▶ **Your tasks**
[1] Write out the stretch of the ad click event aggregation article from "6 min readAug" through "minutes for given publisher.", keeping every word unchanged.
[2] Write what comes next in the ad click event aggregation article, beginning after its final sentence.

▶ **Document segment**
·····

Ad click event aggregation

6 min readAug 18, 2024

Digital advertising one of the biggest source of revenue for many media companies. As a result, tracing ad click events is very important.

Let’s design an ad click event aggregation system at Google scale.

Required Analytics Query

Return the number of click events for a particular Ad in the last M minutes for given publisher.
Return the top 100 most clicked ads in the past one minute for given publisher.
Support filtering based on ip, user_id or country.

Complexities to handle events

Late arrived events
Duplicate events
System recovery if something goes down
Accuracy

High level system design

Click Capture Service

Every time user click on Ad, it will make rpc call to ClickCaptureService. Following will be the API design for this service.

POST /ad/clicks
ClickRequest {
  AdId: xxx
  ClickTimestamp: xxx
  UserId: xxx
  IPAddress: xxx
  Location: xxx
}
ClickResponse {}

This service will capture click arrival data into Click queue and return the OK response.

ClickQueue

In order to handle the delayed events and accuracy, we will have to capture following two timestamp

EventTimestamp
ProcessingTimestamp

For accuracy, all aggregation and reporting should be based on EventTimestamp. Following will be schema for the queue messages.

{
  EventTimestamp: xxx #ClickTimestamp
  ProcessingTimestamp: xxx
  Payload: {
    AdId: xxx
    UserId: xxx
    ClickTimestamp: xxx
    
  }
}

Aggregator Service design

There are two types of data

Bounded data: All data are written to storage and then we can run analytics processing.

·····

Excerpts of location labeling data
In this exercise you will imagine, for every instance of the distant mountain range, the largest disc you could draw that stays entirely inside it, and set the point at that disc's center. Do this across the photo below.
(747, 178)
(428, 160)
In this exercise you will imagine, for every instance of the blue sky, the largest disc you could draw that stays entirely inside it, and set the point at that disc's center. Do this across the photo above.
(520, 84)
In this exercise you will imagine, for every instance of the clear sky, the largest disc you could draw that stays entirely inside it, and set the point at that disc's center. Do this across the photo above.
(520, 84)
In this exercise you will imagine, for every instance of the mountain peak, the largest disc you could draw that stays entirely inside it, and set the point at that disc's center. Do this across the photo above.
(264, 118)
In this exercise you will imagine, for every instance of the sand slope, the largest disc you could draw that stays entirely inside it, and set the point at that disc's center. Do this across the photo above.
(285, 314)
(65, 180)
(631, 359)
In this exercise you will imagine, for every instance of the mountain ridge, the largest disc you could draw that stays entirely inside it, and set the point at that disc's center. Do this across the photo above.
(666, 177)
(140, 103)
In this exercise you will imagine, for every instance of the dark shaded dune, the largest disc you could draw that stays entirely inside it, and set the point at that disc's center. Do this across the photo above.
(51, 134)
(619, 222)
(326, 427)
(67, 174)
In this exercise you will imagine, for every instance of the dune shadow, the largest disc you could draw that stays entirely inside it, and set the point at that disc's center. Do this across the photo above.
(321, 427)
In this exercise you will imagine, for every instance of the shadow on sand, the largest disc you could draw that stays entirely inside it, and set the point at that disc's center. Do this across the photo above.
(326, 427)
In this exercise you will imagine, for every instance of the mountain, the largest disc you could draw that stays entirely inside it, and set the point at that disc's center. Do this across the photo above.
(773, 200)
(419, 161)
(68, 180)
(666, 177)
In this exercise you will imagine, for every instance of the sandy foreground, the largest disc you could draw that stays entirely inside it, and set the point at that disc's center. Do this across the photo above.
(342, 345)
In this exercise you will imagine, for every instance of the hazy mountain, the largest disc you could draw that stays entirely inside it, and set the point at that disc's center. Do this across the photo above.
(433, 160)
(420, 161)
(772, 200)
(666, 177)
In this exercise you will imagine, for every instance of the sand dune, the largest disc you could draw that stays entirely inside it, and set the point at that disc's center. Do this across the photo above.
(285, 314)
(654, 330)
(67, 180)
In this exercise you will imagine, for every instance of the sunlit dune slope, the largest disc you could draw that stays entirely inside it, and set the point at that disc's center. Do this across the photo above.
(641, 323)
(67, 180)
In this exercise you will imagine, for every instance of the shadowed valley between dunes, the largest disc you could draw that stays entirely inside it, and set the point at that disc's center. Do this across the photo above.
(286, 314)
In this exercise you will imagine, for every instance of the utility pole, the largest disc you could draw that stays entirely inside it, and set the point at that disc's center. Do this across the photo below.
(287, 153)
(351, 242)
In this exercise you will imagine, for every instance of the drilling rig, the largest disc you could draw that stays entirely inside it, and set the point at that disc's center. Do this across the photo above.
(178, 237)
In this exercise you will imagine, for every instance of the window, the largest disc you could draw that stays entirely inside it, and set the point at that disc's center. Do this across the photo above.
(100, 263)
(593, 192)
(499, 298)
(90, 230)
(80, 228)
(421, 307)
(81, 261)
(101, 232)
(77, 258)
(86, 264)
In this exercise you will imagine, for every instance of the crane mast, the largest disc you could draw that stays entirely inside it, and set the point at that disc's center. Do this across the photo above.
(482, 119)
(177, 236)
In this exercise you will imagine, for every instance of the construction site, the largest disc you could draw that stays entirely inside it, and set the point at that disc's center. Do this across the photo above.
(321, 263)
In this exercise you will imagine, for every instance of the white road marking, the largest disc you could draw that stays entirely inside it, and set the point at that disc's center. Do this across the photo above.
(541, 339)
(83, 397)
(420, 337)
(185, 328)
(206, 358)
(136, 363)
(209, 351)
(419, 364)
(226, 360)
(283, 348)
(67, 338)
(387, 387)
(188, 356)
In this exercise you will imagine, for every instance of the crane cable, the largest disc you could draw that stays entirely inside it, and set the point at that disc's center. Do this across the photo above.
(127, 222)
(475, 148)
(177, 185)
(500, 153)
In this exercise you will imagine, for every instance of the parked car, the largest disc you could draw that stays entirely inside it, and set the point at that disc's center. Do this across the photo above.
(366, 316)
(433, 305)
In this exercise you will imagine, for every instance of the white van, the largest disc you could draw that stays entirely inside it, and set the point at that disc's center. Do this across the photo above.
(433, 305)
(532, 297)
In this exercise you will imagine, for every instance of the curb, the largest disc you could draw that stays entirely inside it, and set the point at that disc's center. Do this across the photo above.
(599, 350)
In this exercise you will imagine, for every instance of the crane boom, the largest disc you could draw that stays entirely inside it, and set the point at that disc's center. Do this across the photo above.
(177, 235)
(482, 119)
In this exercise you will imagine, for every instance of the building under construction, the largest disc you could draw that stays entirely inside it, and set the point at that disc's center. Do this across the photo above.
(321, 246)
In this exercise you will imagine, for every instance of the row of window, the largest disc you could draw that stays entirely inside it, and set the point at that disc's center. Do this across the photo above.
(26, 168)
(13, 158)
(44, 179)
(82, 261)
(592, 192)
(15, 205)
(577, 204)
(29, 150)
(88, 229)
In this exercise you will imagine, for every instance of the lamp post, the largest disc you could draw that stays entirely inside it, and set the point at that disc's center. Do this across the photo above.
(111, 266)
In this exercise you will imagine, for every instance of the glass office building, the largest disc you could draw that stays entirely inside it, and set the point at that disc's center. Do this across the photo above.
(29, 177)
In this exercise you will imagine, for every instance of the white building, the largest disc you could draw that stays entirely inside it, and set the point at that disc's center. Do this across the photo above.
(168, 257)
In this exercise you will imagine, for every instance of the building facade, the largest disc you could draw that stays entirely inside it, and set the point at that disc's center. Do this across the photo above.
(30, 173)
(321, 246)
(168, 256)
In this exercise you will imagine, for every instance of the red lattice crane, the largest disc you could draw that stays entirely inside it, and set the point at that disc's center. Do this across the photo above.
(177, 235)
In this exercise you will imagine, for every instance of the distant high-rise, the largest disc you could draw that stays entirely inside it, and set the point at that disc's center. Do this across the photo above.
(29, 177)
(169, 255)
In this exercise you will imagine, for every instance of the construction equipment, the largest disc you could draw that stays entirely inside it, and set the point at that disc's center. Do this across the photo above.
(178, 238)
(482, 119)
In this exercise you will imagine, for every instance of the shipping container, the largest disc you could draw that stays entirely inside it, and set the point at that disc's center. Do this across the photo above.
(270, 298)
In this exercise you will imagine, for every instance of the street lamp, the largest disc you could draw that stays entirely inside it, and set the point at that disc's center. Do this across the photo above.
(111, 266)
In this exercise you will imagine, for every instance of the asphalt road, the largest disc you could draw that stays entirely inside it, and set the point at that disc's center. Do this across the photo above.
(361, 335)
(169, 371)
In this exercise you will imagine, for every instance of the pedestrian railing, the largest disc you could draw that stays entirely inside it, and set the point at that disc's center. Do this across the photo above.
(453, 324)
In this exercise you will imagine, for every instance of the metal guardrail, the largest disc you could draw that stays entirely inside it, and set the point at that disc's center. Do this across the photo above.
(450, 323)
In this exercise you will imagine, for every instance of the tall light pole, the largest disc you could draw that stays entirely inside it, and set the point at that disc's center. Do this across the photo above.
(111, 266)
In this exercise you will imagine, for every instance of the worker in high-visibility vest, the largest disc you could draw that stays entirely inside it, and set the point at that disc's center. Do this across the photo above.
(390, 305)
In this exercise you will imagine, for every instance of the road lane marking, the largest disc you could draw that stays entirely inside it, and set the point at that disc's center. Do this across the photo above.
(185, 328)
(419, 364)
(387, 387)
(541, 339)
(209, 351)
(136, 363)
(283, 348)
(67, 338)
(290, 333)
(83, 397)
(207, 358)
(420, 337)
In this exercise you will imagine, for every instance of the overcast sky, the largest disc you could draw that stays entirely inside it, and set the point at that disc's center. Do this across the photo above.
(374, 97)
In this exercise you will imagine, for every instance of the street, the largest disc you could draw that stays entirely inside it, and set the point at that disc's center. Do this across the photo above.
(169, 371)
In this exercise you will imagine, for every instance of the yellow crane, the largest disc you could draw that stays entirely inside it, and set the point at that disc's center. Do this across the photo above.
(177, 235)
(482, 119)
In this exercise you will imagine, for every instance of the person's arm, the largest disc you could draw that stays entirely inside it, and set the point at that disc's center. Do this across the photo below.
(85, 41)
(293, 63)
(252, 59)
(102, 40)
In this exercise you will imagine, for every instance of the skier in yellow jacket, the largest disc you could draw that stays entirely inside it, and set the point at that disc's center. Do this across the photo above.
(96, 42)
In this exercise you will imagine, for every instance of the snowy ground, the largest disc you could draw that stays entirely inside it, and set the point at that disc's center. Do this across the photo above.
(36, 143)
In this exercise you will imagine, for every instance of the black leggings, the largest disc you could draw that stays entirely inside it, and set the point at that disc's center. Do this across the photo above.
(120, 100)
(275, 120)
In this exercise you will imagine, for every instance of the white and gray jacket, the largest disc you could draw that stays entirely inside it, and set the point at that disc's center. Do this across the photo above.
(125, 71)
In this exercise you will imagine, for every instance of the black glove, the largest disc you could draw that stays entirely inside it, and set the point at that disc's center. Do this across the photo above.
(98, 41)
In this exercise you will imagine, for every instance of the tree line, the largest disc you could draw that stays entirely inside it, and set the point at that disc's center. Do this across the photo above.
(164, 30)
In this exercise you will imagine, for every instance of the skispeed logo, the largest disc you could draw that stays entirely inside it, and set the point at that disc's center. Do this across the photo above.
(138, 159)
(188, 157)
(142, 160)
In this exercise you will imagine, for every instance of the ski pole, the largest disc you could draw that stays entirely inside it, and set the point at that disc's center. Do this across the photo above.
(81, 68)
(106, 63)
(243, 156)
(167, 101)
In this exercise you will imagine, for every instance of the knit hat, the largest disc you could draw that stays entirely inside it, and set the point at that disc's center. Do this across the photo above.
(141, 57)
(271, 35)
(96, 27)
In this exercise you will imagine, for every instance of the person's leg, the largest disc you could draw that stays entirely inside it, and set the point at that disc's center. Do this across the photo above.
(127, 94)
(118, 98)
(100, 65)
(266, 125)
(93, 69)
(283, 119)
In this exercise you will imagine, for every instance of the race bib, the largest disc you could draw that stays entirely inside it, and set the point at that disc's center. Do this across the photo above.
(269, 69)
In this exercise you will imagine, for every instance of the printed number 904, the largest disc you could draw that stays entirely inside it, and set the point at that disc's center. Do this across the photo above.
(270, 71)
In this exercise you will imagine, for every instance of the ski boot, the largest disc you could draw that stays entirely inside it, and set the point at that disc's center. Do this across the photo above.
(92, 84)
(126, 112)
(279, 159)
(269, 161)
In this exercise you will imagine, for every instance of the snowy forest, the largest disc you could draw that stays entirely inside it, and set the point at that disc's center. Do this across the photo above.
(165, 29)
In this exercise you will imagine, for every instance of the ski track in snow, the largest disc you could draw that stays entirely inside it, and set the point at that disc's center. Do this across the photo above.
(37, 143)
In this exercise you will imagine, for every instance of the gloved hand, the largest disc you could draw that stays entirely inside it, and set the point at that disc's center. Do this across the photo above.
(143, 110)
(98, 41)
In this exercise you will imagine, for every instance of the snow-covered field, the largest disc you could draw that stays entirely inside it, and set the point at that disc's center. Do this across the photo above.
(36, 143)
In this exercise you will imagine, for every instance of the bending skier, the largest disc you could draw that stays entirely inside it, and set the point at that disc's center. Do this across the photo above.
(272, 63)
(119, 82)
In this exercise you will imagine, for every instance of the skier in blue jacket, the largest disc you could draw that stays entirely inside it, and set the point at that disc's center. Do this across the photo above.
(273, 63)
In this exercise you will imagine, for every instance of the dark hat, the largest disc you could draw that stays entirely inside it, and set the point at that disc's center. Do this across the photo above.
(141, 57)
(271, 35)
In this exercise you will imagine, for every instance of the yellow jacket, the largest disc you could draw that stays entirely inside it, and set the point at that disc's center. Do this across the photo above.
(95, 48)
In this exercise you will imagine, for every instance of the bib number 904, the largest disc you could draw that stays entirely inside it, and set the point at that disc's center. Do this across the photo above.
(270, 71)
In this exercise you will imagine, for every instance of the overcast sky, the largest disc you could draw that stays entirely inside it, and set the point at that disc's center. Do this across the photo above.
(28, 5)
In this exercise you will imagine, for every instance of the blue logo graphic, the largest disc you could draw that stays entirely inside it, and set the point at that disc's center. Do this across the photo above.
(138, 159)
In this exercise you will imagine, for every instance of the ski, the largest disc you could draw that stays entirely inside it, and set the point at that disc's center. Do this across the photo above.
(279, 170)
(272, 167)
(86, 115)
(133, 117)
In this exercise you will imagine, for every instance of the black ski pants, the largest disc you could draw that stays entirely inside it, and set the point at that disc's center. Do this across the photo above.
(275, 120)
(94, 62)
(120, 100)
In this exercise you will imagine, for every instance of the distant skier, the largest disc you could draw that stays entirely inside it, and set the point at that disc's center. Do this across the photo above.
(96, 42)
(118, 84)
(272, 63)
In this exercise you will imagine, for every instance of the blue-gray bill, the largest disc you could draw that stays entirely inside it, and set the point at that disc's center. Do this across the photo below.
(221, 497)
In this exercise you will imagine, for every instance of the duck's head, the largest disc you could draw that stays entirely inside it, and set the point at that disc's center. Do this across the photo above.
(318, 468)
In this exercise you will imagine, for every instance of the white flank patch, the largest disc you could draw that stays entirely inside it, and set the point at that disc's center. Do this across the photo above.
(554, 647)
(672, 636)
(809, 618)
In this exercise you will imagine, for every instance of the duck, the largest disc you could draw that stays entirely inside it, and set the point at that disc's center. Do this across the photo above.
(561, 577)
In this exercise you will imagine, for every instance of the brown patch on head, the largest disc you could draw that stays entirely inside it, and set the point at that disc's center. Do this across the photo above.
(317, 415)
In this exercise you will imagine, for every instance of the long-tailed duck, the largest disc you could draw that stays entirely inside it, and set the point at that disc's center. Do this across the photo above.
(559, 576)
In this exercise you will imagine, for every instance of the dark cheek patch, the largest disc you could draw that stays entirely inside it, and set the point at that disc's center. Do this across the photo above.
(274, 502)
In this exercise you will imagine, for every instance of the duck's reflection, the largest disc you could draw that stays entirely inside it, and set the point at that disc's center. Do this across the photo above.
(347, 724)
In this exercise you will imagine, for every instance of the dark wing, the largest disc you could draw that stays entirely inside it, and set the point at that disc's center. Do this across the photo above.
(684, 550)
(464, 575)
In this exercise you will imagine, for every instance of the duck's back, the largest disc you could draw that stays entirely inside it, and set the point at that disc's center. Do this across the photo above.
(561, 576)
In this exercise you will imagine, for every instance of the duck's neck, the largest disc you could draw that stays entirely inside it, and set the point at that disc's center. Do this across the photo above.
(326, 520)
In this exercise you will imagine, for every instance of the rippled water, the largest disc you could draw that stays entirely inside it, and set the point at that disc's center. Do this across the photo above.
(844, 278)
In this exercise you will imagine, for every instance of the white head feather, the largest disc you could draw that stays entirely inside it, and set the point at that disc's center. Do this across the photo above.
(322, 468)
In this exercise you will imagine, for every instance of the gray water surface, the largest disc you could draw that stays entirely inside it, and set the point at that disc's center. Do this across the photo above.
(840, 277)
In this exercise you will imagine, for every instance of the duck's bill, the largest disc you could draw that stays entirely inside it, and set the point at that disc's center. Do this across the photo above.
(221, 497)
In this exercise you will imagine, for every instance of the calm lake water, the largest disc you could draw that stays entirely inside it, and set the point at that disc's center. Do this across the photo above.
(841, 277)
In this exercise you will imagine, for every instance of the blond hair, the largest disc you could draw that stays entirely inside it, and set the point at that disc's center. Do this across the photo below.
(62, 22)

·····

▶ **Responses for each task**
[1]
6 min readAug 18, 2024

Digital advertising one of the biggest source of revenue for many media companies. As a result, tracing ad click events is very important.

Let’s design an ad click event aggregation system at Google scale.

Required Analytics Query

Return the number of click events for a particular Ad in the last M minutes for given publisher.

[2]
Unbounded data: Data is keep coming as stream and we need to run analytics processing on interval of data

Batch processing (Hadoop etc) is used on bounded data. Stream processing (Apache Flink or Google Dataflow) is used on unbounded data.

Stream processing are most suitable for this design. Following are benefits of using Apache Flink and Google Dataflow

Support both Batch and Stream processing pipeline

It provides mechanism to write pipeline for both batch and stream processing as well. This helps to avoid writing Lambda architecture where engineers have to write two separate pipeline, one for batch processing and second for stream data processing.

Handle Delayed events processing

It handles delayed events processing using windowing and watermarking mechanism.

Windowing: Dataflow divides streaming data into logical chunks called windows. This allows for processing data in manageable groups and enables aggregation and transformation operations.

Watermaking: A watermark is a timestamped signal that indicates Dataflow has likely seen all data upto that point in the time. It helps Dataflow to determine when it’s safe to trigger window calculations and avoid waiting indefinitely for potential delayed data.

Late Data: Late data refers to events that arrive after their associated window’s watermark has passed. Dataflow provides mechanism to handle late data depending on the windowing strategy.

How to handle late data?

Allowed Lateness: This sets a grace period after the watermark during which late data can still be processed within it’s intended window. Rest are discarded. There are only one output.
Side outputs: If late data arrives beyond the allowed lateness, it can be sent to a side output for separate processing. I.e. it produce two separate outputs.
Discard late data: Simply discard late data if it arrives beyond the allowed lateness.
Custom Trigger: Dataflow allows defining custom triggers to control window firing based on more complex logic.

In our case, we will use Side outputs as we need to keep the high accuracy.

Handle duplicates events processing

Dataflow provides following mechanism to handle the duplicate events processing.

Distinct Operators: Distinct transform can remove duplicates elements from PCollection based on specified key or entire element.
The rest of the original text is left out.